[ESTRATTO DELLA FONTE]
■ ■ ■
PREMESSA
L’immagine, che ho messo qui sopra, rappresenta il
simbolo del femminismo islamico. Come si può vedere ci
sono due simboli, quello che rappresenta la donna e
quello che identifica il mondo islamico, fusi assieme.
Questo emblema è la rappresentazione grafica
dell’obiettivo del femminismo islamico: dimostra, in
modo visivo, che l’unione tra questi due mondi, che può
sembrare impensabile, invece è possibile.
I
INTRODUZIONE
Come argomento della mia tesi di laurea
specialistica, ho deciso di occuparmi del femminismo
islamico e del suo legame con i diritti della donna.
■ ■ ■
Voci per l'etichettatura con riquadri di delimitazione:
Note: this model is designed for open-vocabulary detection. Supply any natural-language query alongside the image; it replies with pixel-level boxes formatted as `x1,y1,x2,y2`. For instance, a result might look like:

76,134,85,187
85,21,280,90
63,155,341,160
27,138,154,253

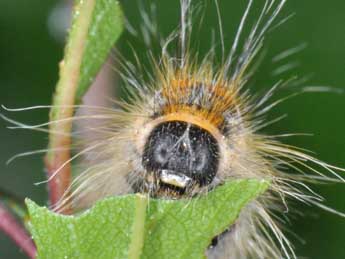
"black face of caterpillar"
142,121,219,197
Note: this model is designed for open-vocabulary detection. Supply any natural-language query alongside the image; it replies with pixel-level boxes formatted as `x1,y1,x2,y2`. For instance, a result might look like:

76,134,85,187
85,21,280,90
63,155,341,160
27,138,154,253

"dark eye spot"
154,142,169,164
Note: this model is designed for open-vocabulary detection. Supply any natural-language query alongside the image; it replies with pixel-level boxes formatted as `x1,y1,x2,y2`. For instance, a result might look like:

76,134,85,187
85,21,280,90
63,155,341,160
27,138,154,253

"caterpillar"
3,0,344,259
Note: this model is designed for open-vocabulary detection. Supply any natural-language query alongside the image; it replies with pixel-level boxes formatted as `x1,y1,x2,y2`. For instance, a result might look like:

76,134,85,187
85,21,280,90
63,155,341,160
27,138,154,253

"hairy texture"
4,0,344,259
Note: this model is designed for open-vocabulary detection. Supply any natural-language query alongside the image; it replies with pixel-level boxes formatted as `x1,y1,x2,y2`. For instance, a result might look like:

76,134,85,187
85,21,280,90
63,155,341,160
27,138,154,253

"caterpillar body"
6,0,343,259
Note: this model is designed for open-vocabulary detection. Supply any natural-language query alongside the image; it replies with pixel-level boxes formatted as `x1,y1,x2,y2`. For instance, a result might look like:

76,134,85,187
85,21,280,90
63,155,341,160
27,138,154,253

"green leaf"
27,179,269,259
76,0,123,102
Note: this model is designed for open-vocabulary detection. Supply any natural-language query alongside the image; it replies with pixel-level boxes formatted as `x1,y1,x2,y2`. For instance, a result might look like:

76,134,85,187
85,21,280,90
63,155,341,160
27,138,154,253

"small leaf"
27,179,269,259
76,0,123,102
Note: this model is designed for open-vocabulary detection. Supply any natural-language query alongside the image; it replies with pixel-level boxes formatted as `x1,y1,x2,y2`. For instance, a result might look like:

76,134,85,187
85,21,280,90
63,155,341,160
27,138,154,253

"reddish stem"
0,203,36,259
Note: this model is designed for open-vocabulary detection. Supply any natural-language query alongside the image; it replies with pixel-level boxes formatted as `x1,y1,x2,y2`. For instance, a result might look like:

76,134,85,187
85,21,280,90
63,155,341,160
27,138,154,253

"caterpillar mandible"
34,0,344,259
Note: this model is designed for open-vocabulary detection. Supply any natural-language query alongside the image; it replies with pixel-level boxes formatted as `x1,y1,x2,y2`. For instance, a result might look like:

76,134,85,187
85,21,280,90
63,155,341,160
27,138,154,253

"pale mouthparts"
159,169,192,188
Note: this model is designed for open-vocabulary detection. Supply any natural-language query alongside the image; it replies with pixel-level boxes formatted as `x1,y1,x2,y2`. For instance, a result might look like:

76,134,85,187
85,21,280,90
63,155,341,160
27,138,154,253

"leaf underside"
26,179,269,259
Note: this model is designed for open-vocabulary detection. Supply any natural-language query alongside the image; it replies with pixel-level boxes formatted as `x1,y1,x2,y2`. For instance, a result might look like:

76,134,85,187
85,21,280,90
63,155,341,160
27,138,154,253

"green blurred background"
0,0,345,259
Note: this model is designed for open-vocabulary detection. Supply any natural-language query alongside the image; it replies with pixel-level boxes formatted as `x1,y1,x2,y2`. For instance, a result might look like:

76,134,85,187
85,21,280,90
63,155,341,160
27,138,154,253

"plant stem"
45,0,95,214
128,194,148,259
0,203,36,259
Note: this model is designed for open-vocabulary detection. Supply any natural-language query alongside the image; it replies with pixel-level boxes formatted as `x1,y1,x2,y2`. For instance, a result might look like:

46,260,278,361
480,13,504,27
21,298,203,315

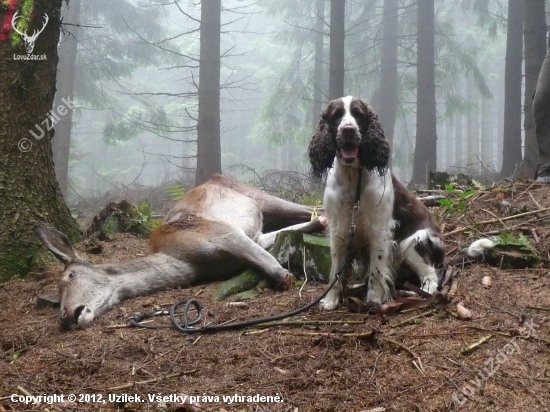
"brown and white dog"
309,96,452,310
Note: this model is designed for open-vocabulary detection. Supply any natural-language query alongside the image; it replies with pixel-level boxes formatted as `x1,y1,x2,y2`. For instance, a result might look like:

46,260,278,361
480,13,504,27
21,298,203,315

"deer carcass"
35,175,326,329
■ ■ ■
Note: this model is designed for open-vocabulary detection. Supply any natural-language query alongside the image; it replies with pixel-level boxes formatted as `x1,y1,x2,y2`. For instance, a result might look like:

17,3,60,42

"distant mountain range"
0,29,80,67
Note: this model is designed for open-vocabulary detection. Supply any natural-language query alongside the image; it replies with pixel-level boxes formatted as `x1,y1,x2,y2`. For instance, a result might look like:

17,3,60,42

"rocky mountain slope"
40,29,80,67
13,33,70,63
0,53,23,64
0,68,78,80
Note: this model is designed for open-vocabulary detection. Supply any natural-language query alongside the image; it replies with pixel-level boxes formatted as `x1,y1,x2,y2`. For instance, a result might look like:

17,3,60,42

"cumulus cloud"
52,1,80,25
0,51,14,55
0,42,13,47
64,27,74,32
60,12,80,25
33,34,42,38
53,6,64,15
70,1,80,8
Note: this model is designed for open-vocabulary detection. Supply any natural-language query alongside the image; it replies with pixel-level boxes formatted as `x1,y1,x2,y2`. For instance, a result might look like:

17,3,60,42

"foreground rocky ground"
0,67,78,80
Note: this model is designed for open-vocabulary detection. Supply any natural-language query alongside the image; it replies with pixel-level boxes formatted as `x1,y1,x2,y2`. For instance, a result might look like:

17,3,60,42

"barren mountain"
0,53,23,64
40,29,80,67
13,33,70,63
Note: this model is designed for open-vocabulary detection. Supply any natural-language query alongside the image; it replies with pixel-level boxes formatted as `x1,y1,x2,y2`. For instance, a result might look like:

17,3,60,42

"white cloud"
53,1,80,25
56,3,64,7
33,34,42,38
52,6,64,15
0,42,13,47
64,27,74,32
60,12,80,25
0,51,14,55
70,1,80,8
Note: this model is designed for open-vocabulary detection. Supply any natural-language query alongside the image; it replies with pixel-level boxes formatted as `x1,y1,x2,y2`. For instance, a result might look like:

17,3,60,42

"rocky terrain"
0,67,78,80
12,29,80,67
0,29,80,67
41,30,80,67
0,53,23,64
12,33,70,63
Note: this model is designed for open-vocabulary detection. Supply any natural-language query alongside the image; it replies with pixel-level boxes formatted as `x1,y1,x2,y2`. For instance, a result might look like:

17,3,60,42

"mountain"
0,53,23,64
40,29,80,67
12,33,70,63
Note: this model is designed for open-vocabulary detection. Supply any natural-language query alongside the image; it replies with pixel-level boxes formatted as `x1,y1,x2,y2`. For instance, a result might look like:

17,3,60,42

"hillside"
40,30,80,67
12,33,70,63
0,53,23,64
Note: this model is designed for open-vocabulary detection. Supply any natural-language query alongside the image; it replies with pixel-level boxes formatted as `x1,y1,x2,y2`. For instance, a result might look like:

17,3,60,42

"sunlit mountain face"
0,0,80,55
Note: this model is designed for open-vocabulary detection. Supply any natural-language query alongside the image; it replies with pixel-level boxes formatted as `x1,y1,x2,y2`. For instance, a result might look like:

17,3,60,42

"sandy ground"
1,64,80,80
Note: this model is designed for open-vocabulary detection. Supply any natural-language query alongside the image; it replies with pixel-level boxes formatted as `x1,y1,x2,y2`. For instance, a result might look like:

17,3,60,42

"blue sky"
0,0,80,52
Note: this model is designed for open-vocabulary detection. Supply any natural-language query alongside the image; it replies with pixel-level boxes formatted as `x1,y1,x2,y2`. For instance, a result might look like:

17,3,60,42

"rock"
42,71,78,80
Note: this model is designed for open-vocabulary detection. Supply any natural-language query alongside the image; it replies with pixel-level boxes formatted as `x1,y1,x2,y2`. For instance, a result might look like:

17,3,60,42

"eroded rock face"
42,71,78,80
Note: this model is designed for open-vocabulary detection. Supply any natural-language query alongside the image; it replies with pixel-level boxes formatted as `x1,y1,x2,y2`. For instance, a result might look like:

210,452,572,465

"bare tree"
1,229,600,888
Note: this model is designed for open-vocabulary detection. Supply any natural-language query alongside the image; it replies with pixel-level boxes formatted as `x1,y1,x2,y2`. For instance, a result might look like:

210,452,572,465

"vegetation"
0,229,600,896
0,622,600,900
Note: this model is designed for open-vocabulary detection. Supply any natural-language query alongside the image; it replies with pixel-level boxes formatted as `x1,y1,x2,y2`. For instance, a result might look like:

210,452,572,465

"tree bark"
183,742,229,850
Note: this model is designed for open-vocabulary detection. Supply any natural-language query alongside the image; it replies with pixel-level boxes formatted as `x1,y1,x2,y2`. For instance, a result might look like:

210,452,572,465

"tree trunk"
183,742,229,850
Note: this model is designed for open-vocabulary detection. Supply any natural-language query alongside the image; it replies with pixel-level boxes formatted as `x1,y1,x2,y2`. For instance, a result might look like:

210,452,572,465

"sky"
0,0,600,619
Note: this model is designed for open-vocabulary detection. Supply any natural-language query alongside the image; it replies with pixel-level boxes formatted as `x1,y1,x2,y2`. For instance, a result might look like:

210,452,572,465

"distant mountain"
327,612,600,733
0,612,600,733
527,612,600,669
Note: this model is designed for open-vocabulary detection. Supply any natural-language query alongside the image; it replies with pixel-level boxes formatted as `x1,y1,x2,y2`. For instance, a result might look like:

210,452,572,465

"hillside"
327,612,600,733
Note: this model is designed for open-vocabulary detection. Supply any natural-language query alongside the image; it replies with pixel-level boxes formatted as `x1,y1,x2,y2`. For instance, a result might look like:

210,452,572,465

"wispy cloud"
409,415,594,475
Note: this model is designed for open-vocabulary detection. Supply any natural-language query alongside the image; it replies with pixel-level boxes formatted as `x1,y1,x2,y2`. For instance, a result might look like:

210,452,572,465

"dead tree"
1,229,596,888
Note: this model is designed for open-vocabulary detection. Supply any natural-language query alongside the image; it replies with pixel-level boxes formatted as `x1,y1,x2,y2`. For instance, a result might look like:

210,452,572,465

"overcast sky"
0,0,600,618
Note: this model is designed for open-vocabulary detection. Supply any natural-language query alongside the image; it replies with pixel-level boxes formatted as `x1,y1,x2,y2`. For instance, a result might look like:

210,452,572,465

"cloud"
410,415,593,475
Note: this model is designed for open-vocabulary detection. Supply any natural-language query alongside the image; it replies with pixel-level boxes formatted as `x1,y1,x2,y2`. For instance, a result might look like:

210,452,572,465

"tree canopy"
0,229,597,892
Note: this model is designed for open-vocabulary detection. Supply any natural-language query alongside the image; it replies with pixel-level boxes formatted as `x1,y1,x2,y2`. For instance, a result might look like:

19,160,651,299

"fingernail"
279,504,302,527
■ ■ ■
[RICHIESTA SCRITTA]
Secondo l'estratto sul femminismo islamico, quali due simboli sono fusi insieme nell'emblema descritto?

[RISPOSTA SCRITTA]
Il simbolo che rappresenta la donna e quello che identifica il mondo islamico.